### YANG DIMINTA
1. Menurut artikel tentang gaya hidup tradisional, di hotel mana diskusi Peer To Peer diadakan?
2. Terjemahkan kalimat berikut dari artikel tentang gaya hidup tradisional ke dalam bahasa Inggris: "Jamu tidak kuno, karena itu minuman kesehatan biasa seperti lainnya."
3. Lanjutkan artikel tentang gaya hidup tradisional mulai dari bagian terakhirnya.

### DOKUMEN

%%

RADARMEDAN.COM - Gaya hidup tradisional pada era millennial bukanlah sesuatu yang
bertolak belakang. Dua hal tersebut justru menjadi kolaborasi di dalam
kehidupan berbudaya yang berkembang saat ini. ''Era millenial dan gaya
hidup tradisional bukan hal yang bertabrakan. Tapi berkolaborasi. Namun
saya garis bawahi, elemen dari sisi tradisional mana yang mau dilihat.
Tergantung, manakah yang tradisional itu, mana yang millennial itu,''
ujar Peneliti Sosiologi dari Fakultas Ilmu Budaya (FIB), Universitas
Dian Nuswantoro (Udinus), Andy Bangkit Setiawan PhD dalam diskusi Peer
To Peer bertema "Life Style Tradisional di Era Millenial: Ok Kah ?", di
Hotel Ciputra, belum lama ini.
Menurut dia, selama ini masyarakat berpandangan tradisional selalu
tentang fisik. Ia mencontohkan, pandangan tentang memakai baju adat,
hingga meminum jamu dianggap kuno. Padahal, tradisional yang harus
dilihat adalah esensi, dan manfaat apa untuk kehidupan. Misalnya,
meminum jamu adalah hal yang biasa diaplikasikan untuk pola hidup sehat.
Charles Ongkowijoyo Hadiningrat atau akrab dikenal Charles Saerang,
pakar jamu yang merupakan generasi ketiga dari pendiri pabrik jamu
Nyonya Meneer meluruskan beberapa hal terkait jamu sebagai minuman
tradisional. ''Orang-orang asing itu cinta produk lokal kita (jamu).
Nama-nama jamu ini tidak bisa hilang dari kehidupan kita orang
Indonesia. Jamu tidak kuno, karena itu minuman kesehatan biasa seperti
lainnya. Namun bagaimana pengemasan dan penyajian jamu itu agar bisa
berkembang mengikuti zaman,'' tandas Charles.

%%

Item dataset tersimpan
%%

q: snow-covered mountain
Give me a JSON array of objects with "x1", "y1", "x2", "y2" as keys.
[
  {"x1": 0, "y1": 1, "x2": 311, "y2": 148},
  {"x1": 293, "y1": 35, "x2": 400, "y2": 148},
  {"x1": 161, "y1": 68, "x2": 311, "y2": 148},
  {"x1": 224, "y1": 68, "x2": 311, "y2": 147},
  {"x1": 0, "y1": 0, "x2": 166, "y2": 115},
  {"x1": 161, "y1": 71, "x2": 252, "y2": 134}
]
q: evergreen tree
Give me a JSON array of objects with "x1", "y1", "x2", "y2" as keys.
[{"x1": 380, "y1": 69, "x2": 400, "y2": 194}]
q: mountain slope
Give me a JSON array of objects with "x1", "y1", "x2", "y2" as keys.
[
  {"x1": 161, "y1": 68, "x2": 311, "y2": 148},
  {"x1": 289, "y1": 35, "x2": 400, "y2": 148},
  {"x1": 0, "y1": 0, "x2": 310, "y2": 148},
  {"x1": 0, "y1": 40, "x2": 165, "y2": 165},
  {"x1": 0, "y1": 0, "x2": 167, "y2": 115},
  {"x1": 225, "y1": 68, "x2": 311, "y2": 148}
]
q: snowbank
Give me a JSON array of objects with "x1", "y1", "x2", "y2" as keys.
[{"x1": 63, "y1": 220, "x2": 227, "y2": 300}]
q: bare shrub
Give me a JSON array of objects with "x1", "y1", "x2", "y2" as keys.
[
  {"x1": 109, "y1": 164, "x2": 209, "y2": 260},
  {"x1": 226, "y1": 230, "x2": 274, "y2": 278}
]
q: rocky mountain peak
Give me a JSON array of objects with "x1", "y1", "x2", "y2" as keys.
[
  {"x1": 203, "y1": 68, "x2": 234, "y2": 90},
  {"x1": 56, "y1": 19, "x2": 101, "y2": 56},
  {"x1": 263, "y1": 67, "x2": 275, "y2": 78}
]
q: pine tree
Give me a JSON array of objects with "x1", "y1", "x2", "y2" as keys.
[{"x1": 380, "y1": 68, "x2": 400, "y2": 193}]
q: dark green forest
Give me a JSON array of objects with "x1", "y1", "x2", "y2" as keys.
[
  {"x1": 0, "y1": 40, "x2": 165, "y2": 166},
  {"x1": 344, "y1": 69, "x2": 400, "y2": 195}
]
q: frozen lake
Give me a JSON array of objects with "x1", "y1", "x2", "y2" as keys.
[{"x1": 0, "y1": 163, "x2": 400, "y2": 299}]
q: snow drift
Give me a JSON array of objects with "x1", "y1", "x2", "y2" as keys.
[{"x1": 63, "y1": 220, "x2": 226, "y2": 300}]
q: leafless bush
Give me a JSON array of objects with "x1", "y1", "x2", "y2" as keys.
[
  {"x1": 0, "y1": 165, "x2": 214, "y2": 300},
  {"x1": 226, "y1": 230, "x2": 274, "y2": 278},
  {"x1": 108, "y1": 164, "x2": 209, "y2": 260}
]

%%

### JAWABAN BERURUTAN
1. Diskusi itu diadakan di Hotel Ciputra.

2. Jamu is not old-fashioned, because it is an ordinary health drink like any other.

3.
Temulawak Late
Saat ini, pihaknya mengembangkan minuman temulawak latte. Sebuah
inovasi yang mengesankan temulawak bukanlah jamu dalam konteks
tradisional, melainkan minuman kesehatan yang bisa dinikmati
sehari-hari. ''Sekarang orang asing banyak yang tinggal di Indonesia.
Saya menemui peramu jamu hebat, dia orang Perancis. Dia benar benar
meramu jamu dengan gaya Perancis untuk dinikmati sesuai selera orang
Perancis. Nah kita ini harus segera inovasi, karena ini (jamu) produk
budaya milik kita,'' imbuhnya.
Kepala Dinas Kebudayaan dan Pariwisata Kota Semarang, Indriyasari
menjelaskan pemerintah tidak akan ketinggalan mengunggulkan
konten-konten tradisional dari setiap daerah. Arahnya, bahwa tradisional
adalah daya tarik pariwisata yang menghasilkan nilai ekonomi
masyarakat. ''Konsep tradisionalnya macam-macam, tergantung keunggulan
kearifan lokal yang dipunyai kampung-kampung di Semarang.
Seperti pada program Kampung Tematik yang dicanangkan sejak 2016. Ada
kampung jamu. Dari gaya hidup, sekarang sudah berkembang kafe yang
menyediakan makanan dan minuman berbahan dasar laiknya jenis-jenis
tanaman untuk jamu.(Suaramerdeka)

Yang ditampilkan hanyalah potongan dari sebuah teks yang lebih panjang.